-- Start of EXTRACTED DATA --

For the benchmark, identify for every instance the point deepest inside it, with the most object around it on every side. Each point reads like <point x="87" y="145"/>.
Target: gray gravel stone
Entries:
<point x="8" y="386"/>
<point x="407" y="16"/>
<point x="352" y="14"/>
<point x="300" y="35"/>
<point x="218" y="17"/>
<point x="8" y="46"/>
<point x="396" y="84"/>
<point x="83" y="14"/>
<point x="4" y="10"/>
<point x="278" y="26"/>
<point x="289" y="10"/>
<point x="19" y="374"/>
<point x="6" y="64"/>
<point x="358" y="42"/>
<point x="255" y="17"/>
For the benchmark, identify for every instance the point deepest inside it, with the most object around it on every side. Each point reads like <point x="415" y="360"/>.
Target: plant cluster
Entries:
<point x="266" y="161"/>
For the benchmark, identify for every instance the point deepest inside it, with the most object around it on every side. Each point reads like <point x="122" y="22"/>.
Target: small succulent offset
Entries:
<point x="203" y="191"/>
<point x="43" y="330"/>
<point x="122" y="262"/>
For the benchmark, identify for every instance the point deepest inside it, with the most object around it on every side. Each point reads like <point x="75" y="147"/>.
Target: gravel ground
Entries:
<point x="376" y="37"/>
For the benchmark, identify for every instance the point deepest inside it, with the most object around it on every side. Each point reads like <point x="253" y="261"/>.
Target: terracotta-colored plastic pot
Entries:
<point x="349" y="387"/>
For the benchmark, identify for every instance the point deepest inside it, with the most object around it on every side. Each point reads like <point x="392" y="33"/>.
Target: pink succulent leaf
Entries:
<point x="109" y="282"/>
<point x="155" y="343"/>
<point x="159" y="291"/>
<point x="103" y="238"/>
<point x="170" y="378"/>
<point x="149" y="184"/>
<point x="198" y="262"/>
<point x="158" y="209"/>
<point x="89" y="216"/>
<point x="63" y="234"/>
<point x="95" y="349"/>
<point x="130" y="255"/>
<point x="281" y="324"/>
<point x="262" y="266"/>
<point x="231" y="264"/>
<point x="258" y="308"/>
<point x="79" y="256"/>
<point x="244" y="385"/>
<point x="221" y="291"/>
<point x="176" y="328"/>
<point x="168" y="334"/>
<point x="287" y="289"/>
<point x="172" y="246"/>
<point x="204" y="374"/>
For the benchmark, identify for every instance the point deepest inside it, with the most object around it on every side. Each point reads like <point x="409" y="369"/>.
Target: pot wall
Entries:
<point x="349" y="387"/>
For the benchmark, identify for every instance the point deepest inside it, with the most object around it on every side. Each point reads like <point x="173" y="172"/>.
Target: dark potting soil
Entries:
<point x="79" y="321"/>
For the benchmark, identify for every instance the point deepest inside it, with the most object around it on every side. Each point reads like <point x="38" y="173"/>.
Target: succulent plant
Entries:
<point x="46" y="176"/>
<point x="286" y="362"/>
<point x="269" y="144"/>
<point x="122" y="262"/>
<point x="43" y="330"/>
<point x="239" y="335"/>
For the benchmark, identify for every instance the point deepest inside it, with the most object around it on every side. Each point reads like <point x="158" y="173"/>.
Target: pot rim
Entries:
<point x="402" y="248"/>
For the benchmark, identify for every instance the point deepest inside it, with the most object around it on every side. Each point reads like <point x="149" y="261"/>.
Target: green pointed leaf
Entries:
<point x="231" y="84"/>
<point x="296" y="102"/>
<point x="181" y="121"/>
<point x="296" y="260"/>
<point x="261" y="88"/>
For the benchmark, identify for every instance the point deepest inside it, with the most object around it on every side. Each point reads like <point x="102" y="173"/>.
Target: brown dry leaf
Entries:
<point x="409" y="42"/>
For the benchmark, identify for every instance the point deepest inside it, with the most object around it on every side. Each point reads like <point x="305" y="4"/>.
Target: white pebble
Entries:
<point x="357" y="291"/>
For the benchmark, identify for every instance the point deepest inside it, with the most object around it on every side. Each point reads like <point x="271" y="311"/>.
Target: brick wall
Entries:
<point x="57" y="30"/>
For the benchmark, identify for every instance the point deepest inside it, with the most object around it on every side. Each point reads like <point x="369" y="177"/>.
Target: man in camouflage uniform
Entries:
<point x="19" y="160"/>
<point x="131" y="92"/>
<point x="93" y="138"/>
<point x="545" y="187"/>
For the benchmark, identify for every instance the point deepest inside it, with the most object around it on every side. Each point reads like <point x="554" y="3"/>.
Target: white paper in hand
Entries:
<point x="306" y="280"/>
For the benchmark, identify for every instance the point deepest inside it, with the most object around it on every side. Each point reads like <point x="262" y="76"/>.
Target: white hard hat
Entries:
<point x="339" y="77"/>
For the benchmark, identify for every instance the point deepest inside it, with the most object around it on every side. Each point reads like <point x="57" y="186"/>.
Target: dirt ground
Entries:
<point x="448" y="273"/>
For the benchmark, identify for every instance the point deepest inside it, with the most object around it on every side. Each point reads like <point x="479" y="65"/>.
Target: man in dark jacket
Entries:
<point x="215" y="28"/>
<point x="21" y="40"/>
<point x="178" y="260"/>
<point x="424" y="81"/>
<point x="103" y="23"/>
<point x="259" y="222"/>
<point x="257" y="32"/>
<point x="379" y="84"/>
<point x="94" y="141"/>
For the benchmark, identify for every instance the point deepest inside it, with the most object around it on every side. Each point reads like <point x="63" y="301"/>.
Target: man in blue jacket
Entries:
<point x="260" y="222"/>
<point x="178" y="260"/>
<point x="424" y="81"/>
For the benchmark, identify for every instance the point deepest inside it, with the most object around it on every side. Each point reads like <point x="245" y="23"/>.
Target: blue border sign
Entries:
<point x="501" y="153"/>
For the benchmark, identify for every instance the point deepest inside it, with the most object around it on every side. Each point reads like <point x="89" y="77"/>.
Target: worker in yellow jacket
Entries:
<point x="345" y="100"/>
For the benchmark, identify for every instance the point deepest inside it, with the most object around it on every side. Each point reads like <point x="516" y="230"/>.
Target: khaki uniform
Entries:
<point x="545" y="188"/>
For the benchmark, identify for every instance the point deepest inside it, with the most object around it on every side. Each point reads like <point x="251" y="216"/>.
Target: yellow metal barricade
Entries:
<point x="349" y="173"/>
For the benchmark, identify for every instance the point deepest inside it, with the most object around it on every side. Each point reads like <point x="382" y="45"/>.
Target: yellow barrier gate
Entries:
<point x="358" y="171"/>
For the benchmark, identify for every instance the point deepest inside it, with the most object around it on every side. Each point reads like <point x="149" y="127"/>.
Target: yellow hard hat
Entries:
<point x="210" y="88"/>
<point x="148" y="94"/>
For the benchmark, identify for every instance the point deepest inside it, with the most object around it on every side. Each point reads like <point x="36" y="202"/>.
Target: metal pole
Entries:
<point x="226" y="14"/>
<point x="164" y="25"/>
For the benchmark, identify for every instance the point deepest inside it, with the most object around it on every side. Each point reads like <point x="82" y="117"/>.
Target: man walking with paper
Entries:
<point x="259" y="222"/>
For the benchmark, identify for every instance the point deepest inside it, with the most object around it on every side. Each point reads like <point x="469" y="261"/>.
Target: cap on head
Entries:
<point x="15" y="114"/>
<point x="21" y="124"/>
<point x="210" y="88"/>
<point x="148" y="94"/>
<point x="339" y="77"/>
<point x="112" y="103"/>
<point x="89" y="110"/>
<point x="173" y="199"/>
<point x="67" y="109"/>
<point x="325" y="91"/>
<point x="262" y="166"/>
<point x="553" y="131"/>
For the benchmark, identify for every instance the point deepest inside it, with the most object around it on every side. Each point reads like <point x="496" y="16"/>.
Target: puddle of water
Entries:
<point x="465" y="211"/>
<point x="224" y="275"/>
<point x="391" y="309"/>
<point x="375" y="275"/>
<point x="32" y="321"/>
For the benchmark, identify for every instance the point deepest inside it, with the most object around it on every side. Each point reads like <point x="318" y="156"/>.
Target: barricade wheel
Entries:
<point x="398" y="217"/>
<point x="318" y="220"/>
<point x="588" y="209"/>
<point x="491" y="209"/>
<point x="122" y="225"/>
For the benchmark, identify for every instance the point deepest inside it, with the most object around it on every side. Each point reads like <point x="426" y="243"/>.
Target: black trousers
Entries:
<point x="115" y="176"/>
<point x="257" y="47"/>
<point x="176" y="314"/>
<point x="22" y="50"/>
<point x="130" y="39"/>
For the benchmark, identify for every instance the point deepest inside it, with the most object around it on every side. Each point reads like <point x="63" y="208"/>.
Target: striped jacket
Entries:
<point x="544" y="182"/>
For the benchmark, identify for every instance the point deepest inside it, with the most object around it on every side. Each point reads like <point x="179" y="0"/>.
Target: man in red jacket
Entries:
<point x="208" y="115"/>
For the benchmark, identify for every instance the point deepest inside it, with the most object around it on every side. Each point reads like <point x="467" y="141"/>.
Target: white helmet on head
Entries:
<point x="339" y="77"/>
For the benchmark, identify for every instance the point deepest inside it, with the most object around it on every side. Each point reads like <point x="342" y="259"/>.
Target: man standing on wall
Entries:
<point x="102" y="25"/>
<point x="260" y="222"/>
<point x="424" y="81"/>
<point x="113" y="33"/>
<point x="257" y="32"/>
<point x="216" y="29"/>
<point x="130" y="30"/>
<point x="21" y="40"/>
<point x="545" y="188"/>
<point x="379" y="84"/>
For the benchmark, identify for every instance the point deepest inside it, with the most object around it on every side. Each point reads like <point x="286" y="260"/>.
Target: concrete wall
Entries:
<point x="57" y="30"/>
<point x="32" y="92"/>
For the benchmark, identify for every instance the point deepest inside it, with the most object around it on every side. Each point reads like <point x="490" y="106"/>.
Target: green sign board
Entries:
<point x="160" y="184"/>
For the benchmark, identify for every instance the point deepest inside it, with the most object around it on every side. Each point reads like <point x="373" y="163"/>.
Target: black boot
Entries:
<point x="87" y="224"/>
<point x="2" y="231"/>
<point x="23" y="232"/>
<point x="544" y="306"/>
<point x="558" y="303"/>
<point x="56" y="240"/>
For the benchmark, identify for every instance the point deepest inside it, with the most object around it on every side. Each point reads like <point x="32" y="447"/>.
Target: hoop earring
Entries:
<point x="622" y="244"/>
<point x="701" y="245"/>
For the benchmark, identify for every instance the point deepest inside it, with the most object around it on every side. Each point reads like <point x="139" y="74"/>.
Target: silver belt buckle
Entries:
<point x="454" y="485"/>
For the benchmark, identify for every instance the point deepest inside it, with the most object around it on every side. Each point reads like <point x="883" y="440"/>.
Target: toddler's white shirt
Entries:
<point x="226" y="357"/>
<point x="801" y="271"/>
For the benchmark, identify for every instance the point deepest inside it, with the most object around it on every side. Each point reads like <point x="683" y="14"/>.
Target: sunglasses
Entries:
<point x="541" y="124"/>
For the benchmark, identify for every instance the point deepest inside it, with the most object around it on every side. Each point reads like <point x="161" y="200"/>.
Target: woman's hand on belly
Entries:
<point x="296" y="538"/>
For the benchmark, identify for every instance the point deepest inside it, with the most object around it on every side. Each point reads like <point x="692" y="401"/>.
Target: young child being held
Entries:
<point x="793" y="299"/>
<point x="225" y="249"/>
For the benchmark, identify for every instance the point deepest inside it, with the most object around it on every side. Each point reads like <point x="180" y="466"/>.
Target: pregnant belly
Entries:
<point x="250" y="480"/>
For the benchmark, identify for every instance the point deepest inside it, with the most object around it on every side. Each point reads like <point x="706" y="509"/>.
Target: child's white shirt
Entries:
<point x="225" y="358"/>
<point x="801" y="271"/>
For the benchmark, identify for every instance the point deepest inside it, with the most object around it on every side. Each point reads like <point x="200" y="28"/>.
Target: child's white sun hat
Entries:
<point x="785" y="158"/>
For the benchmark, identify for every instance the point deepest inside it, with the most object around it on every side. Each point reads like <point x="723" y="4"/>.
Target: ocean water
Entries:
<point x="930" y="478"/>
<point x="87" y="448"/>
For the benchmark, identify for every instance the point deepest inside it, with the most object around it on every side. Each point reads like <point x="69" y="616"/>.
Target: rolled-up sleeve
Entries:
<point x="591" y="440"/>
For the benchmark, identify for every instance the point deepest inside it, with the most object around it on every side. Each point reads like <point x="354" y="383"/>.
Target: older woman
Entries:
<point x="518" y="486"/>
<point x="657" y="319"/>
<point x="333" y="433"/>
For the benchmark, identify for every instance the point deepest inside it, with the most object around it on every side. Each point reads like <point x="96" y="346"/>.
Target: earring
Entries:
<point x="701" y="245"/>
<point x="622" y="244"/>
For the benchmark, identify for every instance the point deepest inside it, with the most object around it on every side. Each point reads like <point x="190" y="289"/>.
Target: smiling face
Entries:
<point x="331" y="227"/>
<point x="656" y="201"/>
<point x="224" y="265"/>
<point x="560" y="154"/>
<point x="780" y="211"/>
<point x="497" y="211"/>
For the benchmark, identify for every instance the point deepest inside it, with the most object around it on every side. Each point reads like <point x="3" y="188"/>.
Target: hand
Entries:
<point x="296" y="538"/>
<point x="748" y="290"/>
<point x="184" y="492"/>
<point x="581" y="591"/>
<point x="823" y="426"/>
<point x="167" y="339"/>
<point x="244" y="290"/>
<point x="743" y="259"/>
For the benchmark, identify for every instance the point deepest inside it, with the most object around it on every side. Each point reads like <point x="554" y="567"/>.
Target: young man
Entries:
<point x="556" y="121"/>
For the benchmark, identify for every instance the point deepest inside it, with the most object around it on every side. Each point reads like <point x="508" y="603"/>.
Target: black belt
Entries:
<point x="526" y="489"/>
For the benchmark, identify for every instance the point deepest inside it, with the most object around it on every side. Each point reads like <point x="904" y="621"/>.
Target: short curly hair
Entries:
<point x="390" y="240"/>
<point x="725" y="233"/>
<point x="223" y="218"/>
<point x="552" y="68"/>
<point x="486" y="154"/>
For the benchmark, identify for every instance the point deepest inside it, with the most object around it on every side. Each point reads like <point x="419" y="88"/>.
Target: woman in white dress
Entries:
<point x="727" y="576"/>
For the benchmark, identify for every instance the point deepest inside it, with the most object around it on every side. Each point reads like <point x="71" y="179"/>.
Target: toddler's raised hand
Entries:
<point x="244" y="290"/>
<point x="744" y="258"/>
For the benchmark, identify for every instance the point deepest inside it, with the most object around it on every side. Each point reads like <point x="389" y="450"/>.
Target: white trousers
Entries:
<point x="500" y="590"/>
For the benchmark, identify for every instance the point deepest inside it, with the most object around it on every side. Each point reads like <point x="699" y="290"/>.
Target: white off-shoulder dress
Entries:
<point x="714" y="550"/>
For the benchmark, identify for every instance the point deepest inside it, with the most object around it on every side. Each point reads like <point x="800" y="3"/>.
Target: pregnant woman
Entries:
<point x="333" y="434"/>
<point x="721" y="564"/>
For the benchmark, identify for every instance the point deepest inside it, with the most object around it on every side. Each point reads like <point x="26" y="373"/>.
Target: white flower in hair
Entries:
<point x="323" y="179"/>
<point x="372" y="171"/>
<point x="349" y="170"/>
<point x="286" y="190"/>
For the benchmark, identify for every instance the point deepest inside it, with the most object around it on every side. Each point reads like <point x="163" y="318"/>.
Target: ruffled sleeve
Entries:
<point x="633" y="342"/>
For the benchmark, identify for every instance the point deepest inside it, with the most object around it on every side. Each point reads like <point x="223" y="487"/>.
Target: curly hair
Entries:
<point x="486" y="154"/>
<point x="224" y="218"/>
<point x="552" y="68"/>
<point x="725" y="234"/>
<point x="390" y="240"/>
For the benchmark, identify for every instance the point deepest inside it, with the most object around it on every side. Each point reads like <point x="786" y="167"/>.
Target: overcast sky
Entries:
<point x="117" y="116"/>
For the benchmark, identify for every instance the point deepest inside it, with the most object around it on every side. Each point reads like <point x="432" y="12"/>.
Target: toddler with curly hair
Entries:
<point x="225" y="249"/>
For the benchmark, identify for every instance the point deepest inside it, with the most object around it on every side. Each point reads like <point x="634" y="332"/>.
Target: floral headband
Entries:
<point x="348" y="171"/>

-- End of EXTRACTED DATA --

**TASK GOAL**
Collect every line in the entries above that contains the word "jacket", treating uppercase and lowercase letters as different.

**ANSWER IN FULL**
Target: man in dark jacket
Target: man in blue jacket
Target: worker in yellow jacket
Target: striped jacket
Target: man in red jacket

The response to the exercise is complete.